What to do:
Decide whether each statement agrees with the blog post about painting: (a) the writer has already posted interviews with artist friends; (b) the watercolor pieces were holiday gifts; (c) a surgery date has already been set for March. Answer yes or no for each and quote the deciding words.

Study text:
Segment Open

Painting and Quitting

I’m thinking about interviewing some of my artist friends about their art process and posting them here. 

I know a lot of artists, so why not? Getting them to answer questions might be a whole other story though. All I can do is ask them, so I’ll start fishing around.

In the meantime, I got back to work on my Bat, Cat, Cake, Snake painting, adding the gold and green bits. 

I had to make some stuff in watercolors first, holiday gifts they were. I’d post them, but then that would ruin the surprise, so I can’t. So now I’ll move onto the reds in the oil painting and go from there. 

I have an appointment with my probable surgeon on the 29th to talk to him about the incision situation. If all goes well, I feel I can be set with him, stop looking around for someone else, and maybe even get a surgery date set up for March. Hopefully. We’ll see.

Segment Closed

Collection entries:
Segment Open

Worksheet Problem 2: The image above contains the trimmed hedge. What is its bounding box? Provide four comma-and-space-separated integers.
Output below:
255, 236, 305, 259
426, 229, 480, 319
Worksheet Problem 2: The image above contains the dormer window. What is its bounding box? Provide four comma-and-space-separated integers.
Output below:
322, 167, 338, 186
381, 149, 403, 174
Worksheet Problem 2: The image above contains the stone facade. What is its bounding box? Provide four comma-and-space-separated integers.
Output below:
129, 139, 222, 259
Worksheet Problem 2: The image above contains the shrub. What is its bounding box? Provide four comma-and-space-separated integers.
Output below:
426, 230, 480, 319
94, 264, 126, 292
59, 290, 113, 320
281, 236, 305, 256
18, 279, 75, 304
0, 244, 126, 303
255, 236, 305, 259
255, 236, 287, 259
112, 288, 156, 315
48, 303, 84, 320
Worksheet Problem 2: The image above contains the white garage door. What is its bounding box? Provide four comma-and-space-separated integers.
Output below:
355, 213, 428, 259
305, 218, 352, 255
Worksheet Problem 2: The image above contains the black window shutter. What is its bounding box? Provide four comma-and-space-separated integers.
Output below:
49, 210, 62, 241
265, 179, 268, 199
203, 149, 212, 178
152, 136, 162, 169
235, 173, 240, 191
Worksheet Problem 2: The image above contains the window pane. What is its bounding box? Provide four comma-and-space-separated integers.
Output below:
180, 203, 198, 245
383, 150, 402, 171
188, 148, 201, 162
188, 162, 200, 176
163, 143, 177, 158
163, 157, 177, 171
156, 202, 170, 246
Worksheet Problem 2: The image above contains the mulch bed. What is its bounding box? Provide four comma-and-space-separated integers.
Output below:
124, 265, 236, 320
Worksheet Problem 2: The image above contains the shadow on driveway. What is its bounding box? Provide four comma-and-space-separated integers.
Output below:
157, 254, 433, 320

Segment Closed

Exercise result:
(a) No: "I’m thinking about interviewing some of my artist friends about their art process and posting them here."
(b) Yes: "I had to make some stuff in watercolors first, holiday gifts they were."
(c) No: "maybe even get a surgery date set up for March."